▸ SELECTED TEXT

§ §

With regards to domestic/potable water, re-opening requires draining the stagnant water and flushing the water distribution main system to ensure that water meets delivered to facilities adequate water quality parameters. 

In terms of sewage and waste water, the World Health Organization (WHO) has declared that “there is no evidence to date that the COVID-19 virus has been transmitted via sewerage systems, with or without wastewater treatment.” Still, municipalities should remain up-to-date with the latest local and international studies.

III. Towards the new normal

While COVID-19 pandemic took the world by surprise, its impact is here to stay, influencing and changing many practices. The building services industry can take a number of steps to adapt to the new normal.

  1. Develop a pandemic readiness plan

Using lessons learned from the pandemic, experts should develop a pandemic readiness plan that tackles equipment, operation, logistic aspects, and any other aspect having impact on routine life. Governments can also work closely with experts to develop unified plans that in return will help in mitigating the effect of the pandemic on economies and businesses.

§ §

▸ DATA SUPPLIED
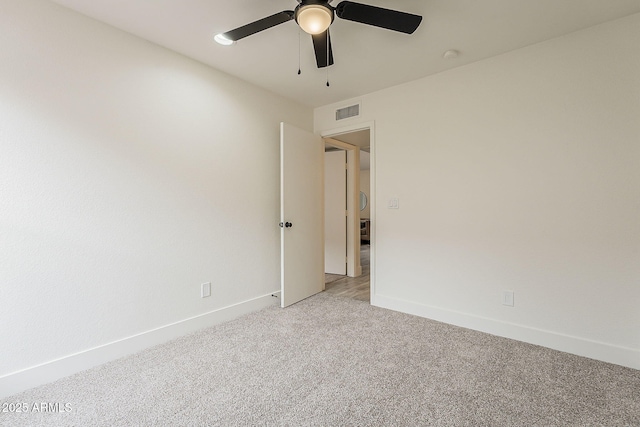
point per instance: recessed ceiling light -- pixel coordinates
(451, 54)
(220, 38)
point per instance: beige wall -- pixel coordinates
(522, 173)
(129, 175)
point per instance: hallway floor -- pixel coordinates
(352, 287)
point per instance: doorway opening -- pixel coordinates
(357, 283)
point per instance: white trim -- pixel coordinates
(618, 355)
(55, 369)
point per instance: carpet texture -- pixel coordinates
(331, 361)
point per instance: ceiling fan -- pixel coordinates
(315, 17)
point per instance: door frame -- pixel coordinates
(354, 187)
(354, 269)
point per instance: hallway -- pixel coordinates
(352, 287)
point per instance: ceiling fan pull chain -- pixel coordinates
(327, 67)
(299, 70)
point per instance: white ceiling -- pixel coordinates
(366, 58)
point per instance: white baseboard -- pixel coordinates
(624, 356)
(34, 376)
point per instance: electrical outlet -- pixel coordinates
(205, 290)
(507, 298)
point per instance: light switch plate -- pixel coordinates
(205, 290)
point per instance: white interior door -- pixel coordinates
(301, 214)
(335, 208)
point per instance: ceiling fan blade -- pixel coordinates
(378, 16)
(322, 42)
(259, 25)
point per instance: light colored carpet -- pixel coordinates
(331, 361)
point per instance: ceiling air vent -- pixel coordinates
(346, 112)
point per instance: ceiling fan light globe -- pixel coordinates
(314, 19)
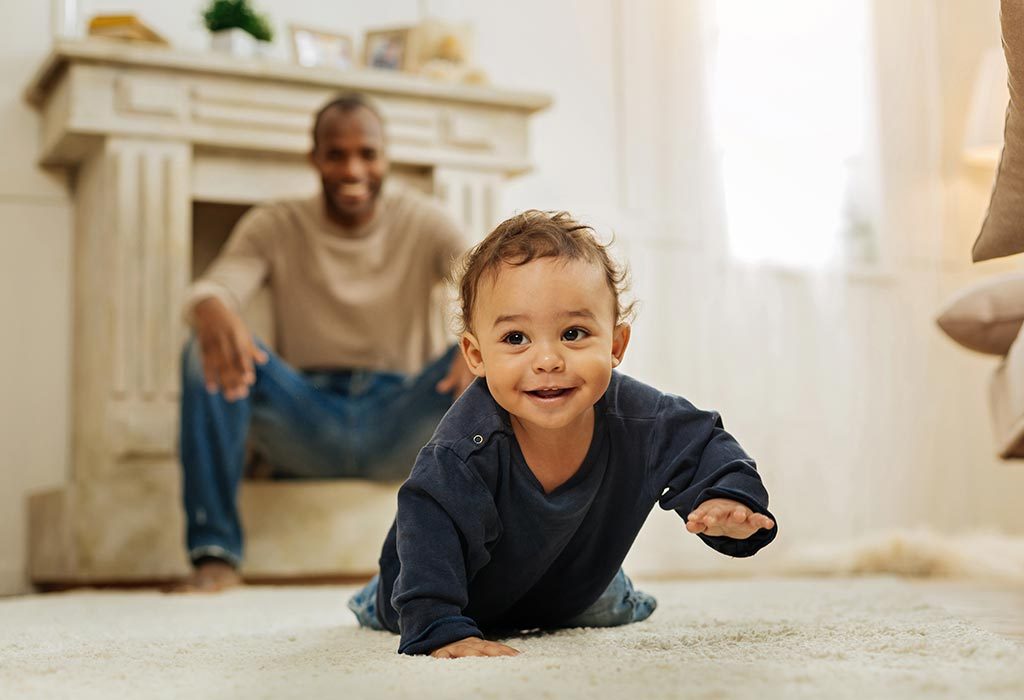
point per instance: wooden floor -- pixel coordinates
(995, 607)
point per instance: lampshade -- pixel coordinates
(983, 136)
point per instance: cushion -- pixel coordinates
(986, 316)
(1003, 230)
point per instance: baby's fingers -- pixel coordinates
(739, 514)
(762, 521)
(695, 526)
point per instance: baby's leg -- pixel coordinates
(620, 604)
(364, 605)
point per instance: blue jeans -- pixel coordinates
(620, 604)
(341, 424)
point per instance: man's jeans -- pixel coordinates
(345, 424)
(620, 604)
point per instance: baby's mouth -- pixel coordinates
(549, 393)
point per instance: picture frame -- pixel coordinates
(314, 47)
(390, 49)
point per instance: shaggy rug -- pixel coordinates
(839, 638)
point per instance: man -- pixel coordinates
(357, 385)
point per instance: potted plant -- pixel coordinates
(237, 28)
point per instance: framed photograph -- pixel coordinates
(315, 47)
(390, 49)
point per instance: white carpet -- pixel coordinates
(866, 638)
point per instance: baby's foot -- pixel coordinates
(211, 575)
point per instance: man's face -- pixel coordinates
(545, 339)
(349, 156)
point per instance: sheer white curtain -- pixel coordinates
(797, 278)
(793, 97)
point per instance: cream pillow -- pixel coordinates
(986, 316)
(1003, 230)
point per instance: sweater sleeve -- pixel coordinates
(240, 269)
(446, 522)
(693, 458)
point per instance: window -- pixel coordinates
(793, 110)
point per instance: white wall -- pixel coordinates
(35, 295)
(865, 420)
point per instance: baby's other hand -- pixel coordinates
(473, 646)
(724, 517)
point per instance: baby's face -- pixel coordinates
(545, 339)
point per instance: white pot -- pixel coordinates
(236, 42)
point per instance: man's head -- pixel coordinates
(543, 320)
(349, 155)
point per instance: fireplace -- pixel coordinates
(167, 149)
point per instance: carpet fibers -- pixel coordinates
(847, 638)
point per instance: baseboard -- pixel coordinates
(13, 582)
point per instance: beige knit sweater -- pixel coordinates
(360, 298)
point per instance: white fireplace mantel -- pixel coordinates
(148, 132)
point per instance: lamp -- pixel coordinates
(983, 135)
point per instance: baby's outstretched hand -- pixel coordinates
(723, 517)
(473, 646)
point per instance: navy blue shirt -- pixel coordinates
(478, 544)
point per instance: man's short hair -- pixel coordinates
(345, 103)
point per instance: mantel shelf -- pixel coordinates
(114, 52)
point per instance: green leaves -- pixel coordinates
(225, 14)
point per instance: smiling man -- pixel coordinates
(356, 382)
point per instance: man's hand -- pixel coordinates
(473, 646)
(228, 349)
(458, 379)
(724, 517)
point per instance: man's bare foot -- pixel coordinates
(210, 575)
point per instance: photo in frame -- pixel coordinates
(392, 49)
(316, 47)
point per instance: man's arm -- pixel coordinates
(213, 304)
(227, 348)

§ §

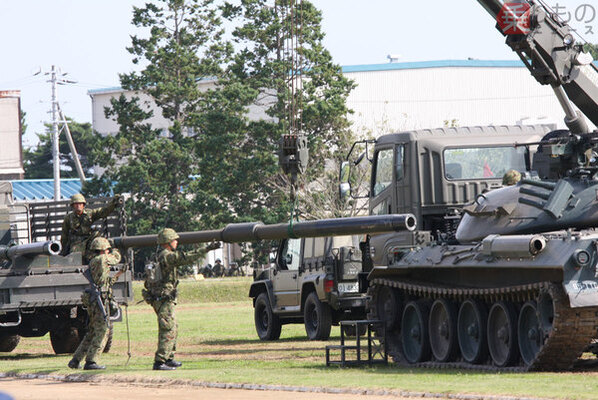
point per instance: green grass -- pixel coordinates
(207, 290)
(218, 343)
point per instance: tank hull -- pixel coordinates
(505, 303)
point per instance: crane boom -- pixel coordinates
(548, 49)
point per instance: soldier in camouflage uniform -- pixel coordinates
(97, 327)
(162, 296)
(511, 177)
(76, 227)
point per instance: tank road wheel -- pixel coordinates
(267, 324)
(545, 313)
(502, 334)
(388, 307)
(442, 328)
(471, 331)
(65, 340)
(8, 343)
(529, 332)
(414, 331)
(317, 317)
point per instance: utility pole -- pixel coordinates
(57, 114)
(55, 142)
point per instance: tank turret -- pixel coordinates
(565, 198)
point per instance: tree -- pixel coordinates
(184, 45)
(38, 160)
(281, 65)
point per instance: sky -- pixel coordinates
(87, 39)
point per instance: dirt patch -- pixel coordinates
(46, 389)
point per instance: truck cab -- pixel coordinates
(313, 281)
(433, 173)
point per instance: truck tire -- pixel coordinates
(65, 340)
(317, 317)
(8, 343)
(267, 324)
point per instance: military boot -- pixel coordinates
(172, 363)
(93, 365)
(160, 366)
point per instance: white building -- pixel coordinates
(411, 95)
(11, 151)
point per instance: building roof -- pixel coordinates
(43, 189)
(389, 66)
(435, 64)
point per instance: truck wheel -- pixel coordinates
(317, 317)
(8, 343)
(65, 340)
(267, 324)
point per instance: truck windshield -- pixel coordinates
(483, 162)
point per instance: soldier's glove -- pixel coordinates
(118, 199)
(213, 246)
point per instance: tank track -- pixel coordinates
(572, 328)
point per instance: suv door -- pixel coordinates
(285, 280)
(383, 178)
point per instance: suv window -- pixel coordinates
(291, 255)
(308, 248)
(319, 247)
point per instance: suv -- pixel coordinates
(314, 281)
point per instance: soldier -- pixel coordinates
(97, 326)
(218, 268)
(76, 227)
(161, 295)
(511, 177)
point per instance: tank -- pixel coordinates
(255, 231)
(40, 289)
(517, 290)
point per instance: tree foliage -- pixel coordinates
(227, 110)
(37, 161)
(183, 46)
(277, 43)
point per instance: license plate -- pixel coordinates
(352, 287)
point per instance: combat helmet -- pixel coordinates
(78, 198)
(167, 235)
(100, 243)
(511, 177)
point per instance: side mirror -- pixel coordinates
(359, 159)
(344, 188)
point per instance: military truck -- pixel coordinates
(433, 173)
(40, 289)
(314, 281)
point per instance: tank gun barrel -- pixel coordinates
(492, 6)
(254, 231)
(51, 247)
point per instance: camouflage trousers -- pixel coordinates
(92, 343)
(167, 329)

§ §

▸ DIRECTIONS
#1 Do these statements agree with the passage on building services after COVID-19? For each, please answer yes or no and quote the words from the passage that decide it.
(a) The WHO stated that there is evidence of the COVID-19 virus spreading through sewerage systems.
(b) Experts should base a pandemic readiness plan on lessons learned from the pandemic.
(c) The passage describes the pandemic's impact as temporary.
#2 Write the next part of the passage on building services after COVID-19, starting after its final sentence, which ends "mitigating the effect of the pandemic on economies and businesses."

▸ YOUR RESPONSES
#1
(a) No: "there is no evidence to date that the COVID-19 virus has been transmitted via sewerage systems, with or without wastewater treatment."
(b) Yes: "Using lessons learned from the pandemic, experts should develop a pandemic readiness plan"
(c) No: "its impact is here to stay"

#2
The readiness plan can include:

  1. Ensuring a supply chain of consumable items, such as spare parts for equipment, etc.
  2. Establishing a communication protocol with tenants
  3. Implementing measures to make occupants feel safer.
  4. Setting guidelines to establish training programs.
  5. Providing updates on operation and maintenance practices and new modes of operation.

Meanwhile, building owners should promote a health check on all building components and hire experts to audit the operation and maintenance practices used by operators.

Additionally, a TAB Agency and BAS specialist can be hired to check or possibly upgrade the control system and field instruments and to integrate new operational modes experienced during the pandemic, such as bio-burden flushing mode.

  1. Raise the IAQ target while considering energy aspects

Based on each unique building condition, a plan must be set to enhance indoor air quality. The plan take energy aspects and occupant comfort into consideration. Enhanced ventilation duration and intervals should also be linked directly to weather conditions and occupied/unoccupied sequencing.

  1. Establish flexibility in system design

New or renovated facilities should be designed to have the flexibility to adapt to any future pandemic incident. Flexibility in system design should target optimal operation during pandemic and normal modes and can cover everything from equipment sizing and selection to system schemes, operating modes, and maintenance needs.



The pandemic has imposed heavy burdens on stakeholders in almost each and every major industry around the world, and the building services industry is no different. However, by benefiting from and implementing lessons learned, experts and stakeholders have an opportunity to move towards a more resilient model that safeguards communities against similar challenges in the future.